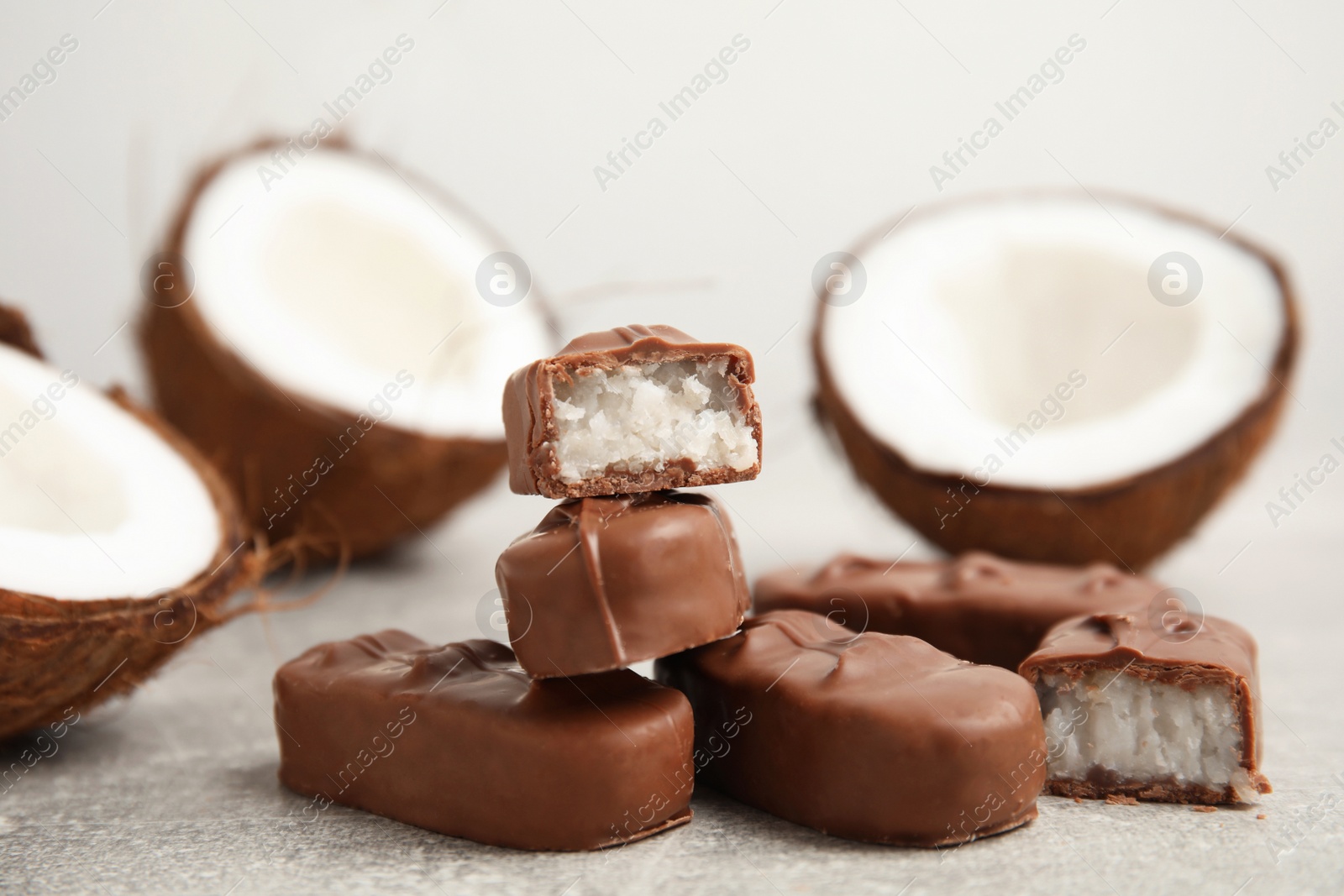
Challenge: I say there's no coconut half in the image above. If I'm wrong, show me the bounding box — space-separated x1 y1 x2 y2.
0 307 260 739
813 193 1297 569
141 144 553 558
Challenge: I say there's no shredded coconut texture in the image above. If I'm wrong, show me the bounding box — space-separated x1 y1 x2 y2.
1037 670 1254 793
554 359 758 484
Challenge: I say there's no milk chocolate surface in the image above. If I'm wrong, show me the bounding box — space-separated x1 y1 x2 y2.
654 610 1046 846
495 491 751 679
504 325 761 498
274 630 694 851
754 552 1163 670
1019 612 1272 804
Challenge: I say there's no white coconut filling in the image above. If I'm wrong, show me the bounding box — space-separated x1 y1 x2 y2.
555 359 758 482
183 150 553 438
0 345 223 600
822 196 1285 488
1037 670 1254 797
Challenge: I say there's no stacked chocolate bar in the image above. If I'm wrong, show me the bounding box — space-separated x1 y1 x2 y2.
495 327 761 679
276 327 761 849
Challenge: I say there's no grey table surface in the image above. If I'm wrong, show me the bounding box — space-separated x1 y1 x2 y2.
0 0 1344 896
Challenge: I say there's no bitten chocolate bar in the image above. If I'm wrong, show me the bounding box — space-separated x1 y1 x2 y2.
504 327 761 498
654 610 1046 846
274 630 695 851
754 552 1163 672
1020 612 1270 804
495 491 751 679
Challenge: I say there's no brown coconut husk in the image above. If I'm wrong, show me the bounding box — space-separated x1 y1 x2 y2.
811 196 1299 571
139 141 527 558
0 307 266 740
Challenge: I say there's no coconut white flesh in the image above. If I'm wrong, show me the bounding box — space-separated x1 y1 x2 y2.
555 359 758 482
183 150 551 439
822 196 1285 488
0 345 223 600
1037 670 1255 798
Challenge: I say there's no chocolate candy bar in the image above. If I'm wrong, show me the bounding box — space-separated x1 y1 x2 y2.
495 491 751 679
1020 610 1270 804
654 610 1046 846
754 553 1163 672
504 327 761 498
276 630 695 849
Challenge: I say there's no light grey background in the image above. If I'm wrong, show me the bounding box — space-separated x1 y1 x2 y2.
0 0 1344 896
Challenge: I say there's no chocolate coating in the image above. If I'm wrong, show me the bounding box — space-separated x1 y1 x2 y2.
753 552 1163 672
495 491 751 679
1019 612 1272 804
274 630 694 851
504 325 761 498
654 610 1046 846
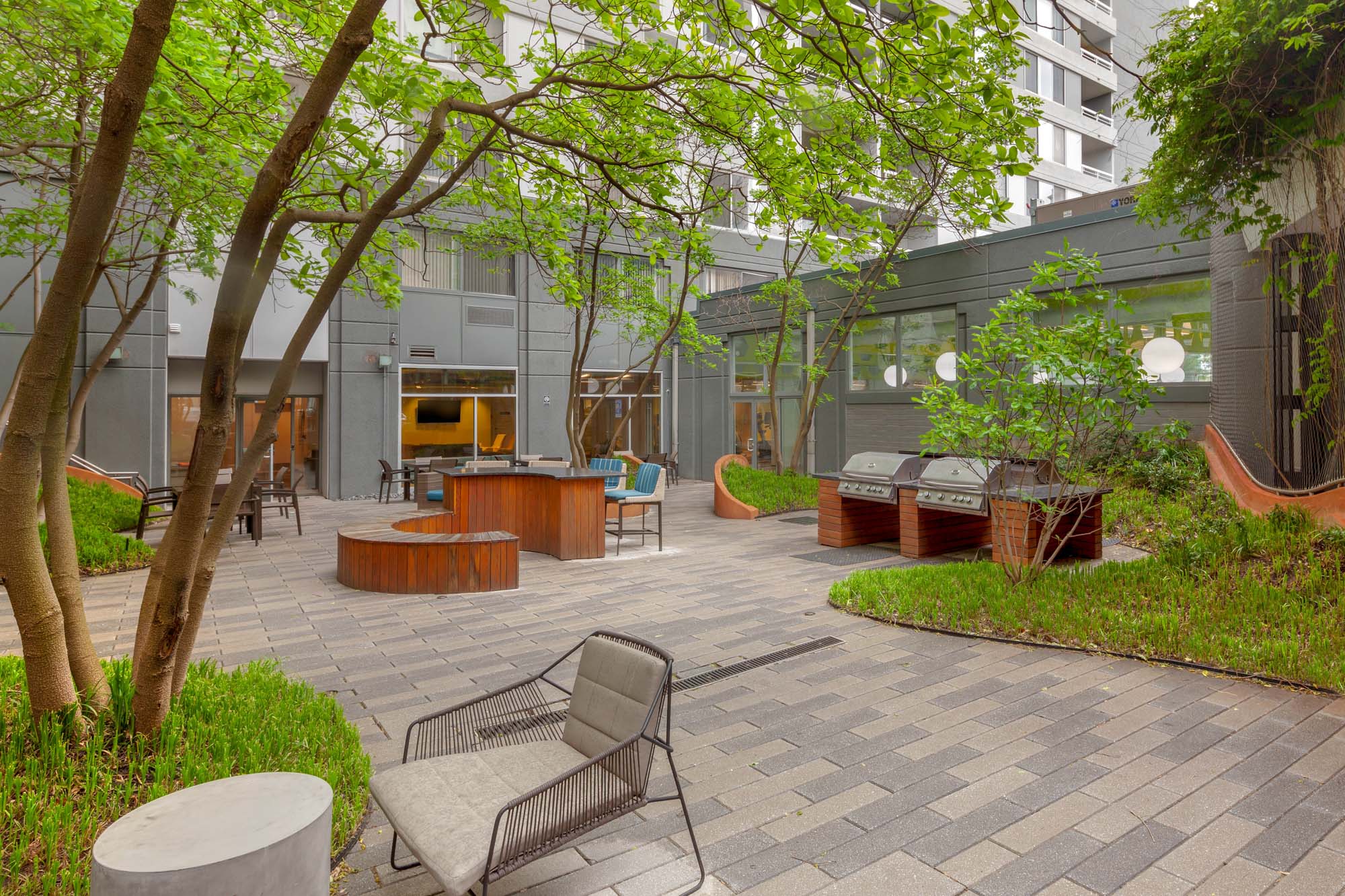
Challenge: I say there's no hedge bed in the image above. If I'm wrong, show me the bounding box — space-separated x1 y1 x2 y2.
0 657 370 895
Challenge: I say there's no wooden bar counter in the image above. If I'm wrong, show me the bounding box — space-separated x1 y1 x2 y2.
430 467 607 560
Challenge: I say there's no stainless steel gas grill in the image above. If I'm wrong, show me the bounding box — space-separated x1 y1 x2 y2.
916 458 1056 517
837 451 931 505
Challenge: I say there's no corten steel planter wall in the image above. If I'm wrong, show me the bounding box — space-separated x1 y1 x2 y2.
714 455 761 520
1201 425 1345 526
66 467 143 501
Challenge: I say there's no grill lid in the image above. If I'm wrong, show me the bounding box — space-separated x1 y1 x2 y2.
841 451 920 482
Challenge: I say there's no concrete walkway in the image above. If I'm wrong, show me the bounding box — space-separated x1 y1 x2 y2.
0 483 1345 896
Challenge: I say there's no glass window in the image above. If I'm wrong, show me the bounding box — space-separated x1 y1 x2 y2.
733 332 803 394
401 367 516 460
580 370 663 395
698 265 773 293
580 370 663 458
850 308 958 391
401 227 516 296
710 171 752 230
850 316 901 391
402 367 518 394
580 251 672 300
901 308 958 389
1116 277 1215 382
168 395 235 489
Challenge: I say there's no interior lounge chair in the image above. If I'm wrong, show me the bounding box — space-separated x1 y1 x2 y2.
369 631 705 896
604 464 667 557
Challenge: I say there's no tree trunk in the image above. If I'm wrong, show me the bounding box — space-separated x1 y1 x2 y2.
0 0 176 715
42 329 112 713
172 105 452 696
132 0 383 735
0 341 32 444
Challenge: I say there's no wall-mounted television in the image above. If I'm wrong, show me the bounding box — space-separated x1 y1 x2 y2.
416 398 463 423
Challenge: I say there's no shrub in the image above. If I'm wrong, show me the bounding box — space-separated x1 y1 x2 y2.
38 477 155 573
721 464 818 514
0 657 370 893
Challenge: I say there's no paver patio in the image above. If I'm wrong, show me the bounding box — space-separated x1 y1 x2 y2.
0 483 1345 896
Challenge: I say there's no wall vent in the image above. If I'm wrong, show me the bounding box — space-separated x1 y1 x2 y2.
467 305 514 327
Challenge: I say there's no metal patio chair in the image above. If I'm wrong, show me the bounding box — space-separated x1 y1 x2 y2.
378 458 416 503
369 631 705 896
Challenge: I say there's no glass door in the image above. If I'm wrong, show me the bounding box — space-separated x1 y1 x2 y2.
733 399 775 470
238 395 319 491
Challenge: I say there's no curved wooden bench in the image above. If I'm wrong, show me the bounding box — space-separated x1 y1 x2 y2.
336 514 518 595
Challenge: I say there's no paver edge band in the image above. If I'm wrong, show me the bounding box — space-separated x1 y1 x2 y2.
827 598 1345 697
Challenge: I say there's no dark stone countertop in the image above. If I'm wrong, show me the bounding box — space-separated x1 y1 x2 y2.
444 467 612 479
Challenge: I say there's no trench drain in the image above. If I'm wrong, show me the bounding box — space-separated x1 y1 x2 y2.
672 635 842 693
477 635 845 739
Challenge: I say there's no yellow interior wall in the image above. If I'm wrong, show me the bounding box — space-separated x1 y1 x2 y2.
402 397 486 446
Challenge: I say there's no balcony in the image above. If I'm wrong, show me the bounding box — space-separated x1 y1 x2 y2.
1079 165 1114 183
1079 106 1115 128
1079 50 1114 71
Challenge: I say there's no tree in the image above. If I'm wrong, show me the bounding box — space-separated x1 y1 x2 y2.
0 0 175 713
467 140 737 467
916 242 1161 583
1127 0 1345 473
689 0 1036 470
0 0 1038 732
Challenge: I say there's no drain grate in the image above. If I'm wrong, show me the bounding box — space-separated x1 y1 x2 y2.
791 545 901 567
672 635 843 693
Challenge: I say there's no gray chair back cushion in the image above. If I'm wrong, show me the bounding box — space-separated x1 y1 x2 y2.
562 637 667 783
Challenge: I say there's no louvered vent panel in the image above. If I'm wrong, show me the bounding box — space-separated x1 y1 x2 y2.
467 305 514 327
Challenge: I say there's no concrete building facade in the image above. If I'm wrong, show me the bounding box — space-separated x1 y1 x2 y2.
0 0 1178 498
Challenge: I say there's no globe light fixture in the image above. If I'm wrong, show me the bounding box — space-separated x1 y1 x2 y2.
882 364 907 389
1139 336 1186 376
933 351 958 382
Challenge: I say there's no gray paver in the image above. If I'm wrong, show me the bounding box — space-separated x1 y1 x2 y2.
0 483 1345 896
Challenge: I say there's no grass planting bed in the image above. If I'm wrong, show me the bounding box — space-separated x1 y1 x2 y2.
720 464 818 516
38 477 155 575
830 482 1345 692
0 657 370 895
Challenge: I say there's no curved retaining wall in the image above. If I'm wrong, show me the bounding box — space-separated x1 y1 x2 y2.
336 514 518 595
1202 425 1345 526
714 455 761 520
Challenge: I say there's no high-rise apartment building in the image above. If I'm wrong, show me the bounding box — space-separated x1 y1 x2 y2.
0 0 1171 498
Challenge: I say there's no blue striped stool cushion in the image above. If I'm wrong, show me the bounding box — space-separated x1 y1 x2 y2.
635 464 663 495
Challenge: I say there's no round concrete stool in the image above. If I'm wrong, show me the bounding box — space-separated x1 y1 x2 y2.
91 772 332 896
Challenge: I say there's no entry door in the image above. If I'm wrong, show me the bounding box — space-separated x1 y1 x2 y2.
238 397 319 491
733 399 775 470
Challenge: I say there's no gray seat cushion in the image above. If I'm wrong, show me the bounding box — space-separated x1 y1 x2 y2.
562 637 667 783
369 740 588 896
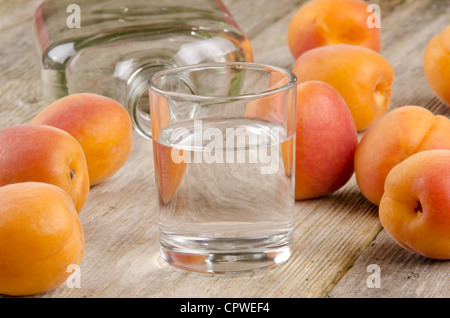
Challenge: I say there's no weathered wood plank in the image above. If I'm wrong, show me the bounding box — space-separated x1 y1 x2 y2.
329 231 450 298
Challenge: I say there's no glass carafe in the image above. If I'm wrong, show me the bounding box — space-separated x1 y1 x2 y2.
35 0 252 137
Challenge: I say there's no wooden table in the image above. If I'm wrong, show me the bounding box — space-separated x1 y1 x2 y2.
0 0 450 298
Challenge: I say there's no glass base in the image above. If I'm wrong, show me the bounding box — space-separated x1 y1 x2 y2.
160 239 291 273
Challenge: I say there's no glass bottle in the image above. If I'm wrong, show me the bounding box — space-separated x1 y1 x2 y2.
34 0 252 137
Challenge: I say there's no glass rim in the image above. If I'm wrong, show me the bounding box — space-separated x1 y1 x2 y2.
147 62 297 101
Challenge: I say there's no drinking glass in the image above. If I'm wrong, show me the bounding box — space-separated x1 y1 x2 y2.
149 62 297 273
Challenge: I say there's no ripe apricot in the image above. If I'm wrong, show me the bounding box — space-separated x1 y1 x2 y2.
0 182 85 296
423 25 450 107
31 93 133 186
288 0 381 58
355 105 450 205
0 124 89 213
379 149 450 259
292 44 394 131
295 81 358 200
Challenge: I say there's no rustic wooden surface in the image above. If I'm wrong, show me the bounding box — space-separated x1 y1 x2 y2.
0 0 450 298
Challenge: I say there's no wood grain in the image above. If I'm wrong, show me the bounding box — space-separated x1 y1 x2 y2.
0 0 450 298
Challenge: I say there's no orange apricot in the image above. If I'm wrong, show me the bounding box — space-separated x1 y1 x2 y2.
288 0 381 58
31 93 133 186
0 182 85 296
292 44 394 131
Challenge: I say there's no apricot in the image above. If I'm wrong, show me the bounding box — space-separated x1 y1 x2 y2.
423 25 450 107
295 81 358 200
0 124 89 213
31 93 133 186
0 182 85 296
287 0 381 58
379 149 450 259
355 105 450 205
292 44 394 131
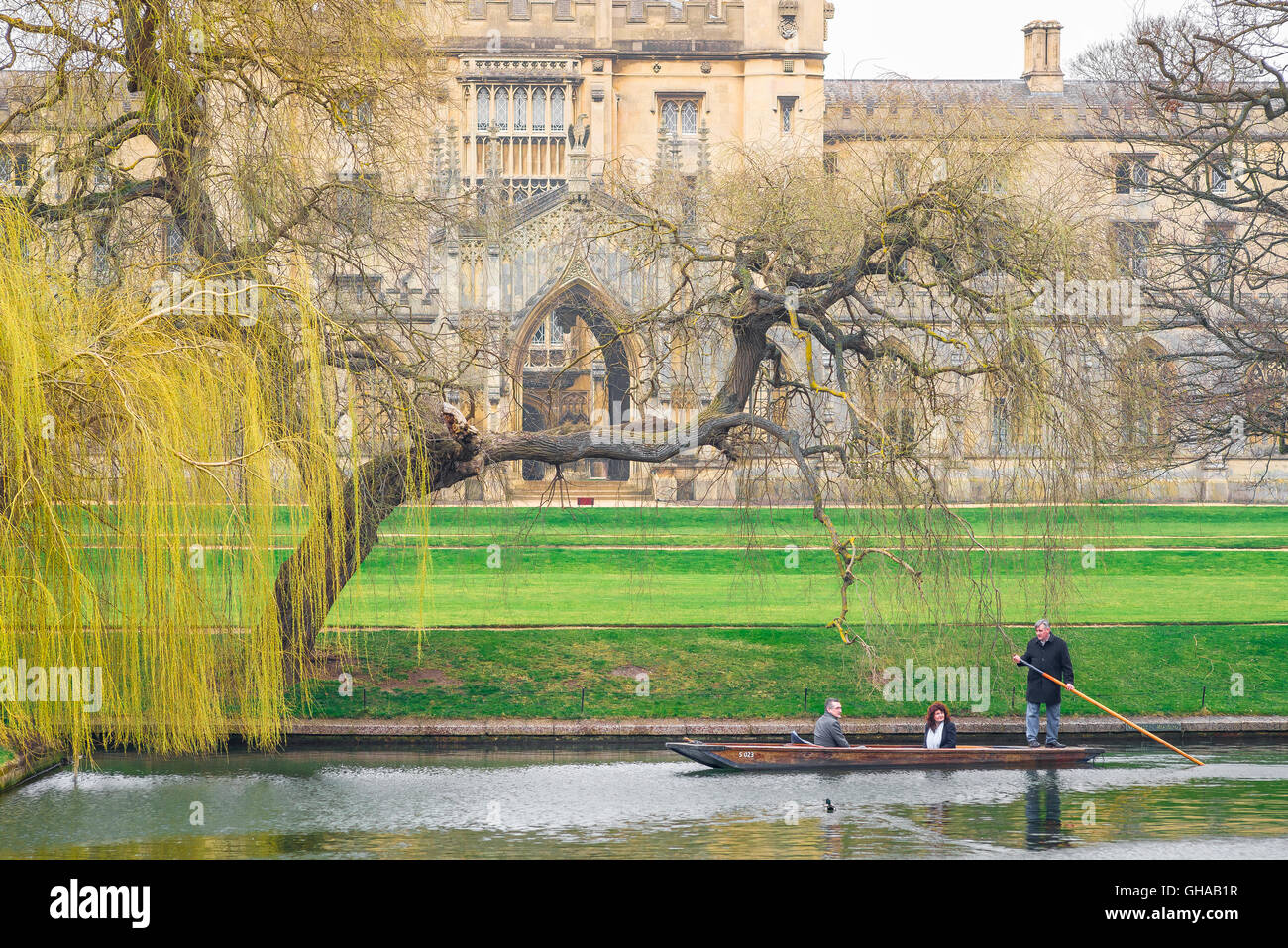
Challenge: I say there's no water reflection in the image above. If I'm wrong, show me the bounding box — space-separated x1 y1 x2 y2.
0 747 1288 858
1024 771 1070 849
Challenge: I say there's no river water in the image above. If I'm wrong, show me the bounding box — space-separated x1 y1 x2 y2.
0 746 1288 859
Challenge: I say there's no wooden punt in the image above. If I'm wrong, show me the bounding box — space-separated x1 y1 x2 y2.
667 741 1105 771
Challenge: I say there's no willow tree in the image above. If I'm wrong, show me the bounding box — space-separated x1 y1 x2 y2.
0 24 1138 751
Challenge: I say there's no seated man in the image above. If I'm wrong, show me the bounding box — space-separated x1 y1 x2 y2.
814 698 850 747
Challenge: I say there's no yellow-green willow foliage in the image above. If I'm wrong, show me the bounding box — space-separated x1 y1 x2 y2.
0 205 412 754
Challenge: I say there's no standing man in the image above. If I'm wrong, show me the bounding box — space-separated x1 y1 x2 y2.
814 698 850 747
1012 618 1073 747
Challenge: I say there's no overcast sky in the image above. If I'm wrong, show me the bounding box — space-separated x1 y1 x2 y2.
827 0 1185 78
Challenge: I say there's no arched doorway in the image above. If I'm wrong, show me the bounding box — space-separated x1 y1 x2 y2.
516 283 631 481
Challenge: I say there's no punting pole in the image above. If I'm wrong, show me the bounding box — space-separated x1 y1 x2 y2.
1020 658 1203 767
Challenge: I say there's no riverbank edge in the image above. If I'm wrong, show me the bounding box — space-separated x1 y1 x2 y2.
286 715 1288 746
0 750 64 793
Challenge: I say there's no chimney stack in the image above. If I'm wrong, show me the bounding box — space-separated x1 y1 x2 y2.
1020 20 1064 93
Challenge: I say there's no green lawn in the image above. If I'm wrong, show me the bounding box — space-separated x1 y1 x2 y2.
292 626 1288 719
53 505 1288 717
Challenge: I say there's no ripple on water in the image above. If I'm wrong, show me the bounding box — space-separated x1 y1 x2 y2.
0 747 1288 858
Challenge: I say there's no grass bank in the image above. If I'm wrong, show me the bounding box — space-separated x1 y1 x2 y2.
292 626 1288 719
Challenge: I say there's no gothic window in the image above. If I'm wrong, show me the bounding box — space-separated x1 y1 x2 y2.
1212 164 1231 196
662 102 680 136
992 395 1012 455
680 102 698 136
1206 222 1236 283
550 89 563 132
1115 223 1150 279
0 150 31 188
660 97 699 136
778 95 796 134
496 89 510 132
161 220 183 261
532 89 546 132
94 237 112 284
1115 155 1154 194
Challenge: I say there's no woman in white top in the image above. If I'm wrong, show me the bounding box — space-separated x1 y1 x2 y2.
926 700 957 748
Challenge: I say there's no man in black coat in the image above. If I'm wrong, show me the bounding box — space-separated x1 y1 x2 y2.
1012 618 1073 747
814 698 850 747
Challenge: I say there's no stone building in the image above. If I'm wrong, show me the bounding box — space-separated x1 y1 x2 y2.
404 0 1288 503
0 0 1288 503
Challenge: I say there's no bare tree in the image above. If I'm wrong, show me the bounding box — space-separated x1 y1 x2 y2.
1077 0 1288 452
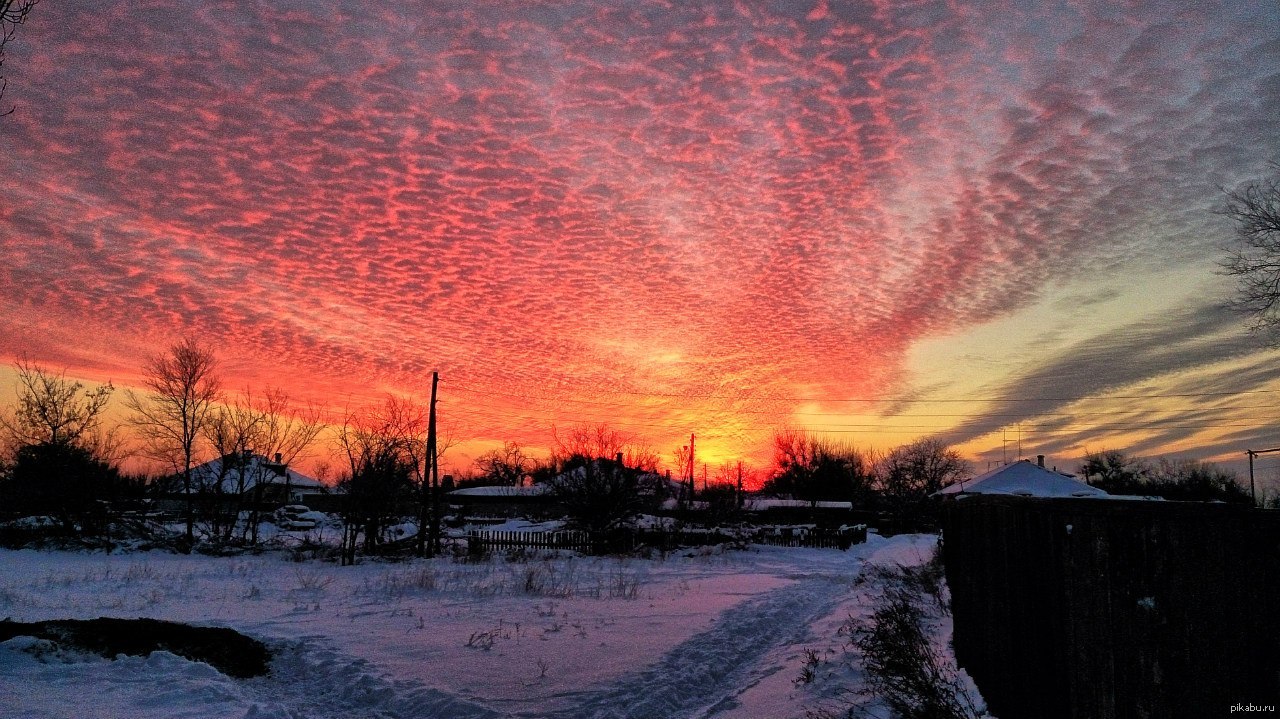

Written instruction: Render the part of the data that opens with the line containing "Challenge: I say there's no louvered" and closes with the line containing "933 351 958 382" as a numbered list, omitting any blank lines.

Result:
1. Challenge: I say there's no louvered vent panel in the image above. If I'm wrong, show me the bounding box — space-separated x1 y1 x2 y2.
2. 467 305 514 327
3. Challenge: I say there's no concrete building facade in the image above. If I'm wrong, show me the bounding box — space-separated x1 y1 x2 y2.
4. 0 0 1178 498
5. Challenge: I say there's no globe light fixture in the image above. If I'm wrong, show me the bounding box — space-separated x1 y1 x2 y2.
6. 882 364 907 389
7. 1139 336 1186 376
8. 933 351 958 382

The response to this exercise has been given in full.